**Directive**
Please pull out every line of the entries below that contains the string "query", copying each one in full.

====== Input data ======

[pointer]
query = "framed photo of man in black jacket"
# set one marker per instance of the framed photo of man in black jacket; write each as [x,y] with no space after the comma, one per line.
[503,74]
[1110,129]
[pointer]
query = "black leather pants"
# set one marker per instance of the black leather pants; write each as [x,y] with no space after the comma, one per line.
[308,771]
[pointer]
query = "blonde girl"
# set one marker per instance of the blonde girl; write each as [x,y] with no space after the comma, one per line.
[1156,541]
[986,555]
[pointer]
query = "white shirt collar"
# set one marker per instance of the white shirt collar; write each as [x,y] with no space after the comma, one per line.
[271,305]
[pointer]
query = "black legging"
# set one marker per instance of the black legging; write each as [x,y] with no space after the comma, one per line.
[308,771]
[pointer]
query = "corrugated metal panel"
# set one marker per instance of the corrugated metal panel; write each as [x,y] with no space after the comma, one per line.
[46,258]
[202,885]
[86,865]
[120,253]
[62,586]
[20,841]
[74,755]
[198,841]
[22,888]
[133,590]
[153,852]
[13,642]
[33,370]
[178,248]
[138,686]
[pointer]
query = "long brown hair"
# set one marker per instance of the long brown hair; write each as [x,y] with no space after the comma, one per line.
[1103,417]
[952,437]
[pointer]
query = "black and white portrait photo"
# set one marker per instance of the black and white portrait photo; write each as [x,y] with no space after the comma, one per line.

======
====== Input data ======

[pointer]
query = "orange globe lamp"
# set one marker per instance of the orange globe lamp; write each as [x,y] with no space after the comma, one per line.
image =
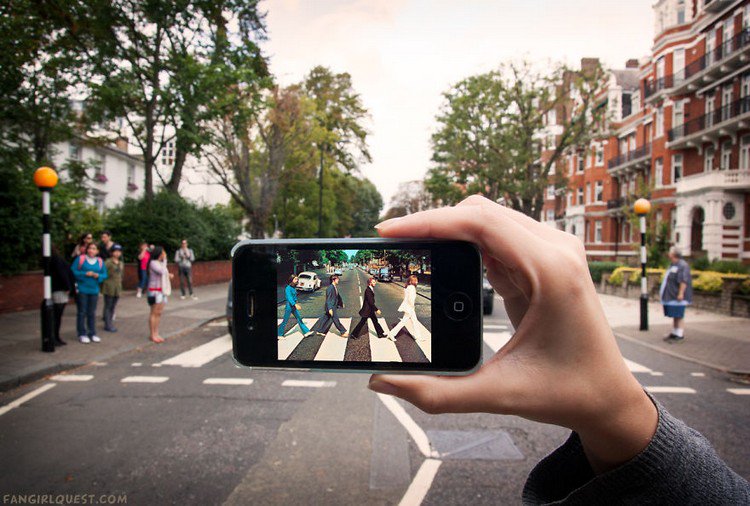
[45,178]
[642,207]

======

**The reply**
query = "framed photo of man in black jacket"
query = "black leather pants"
query = "blonde girl"
query = "white shirt collar"
query = "black legging"
query = "corrugated metal panel"
query = "long brown hair"
query = "black and white portrait photo"
query = "orange globe lamp"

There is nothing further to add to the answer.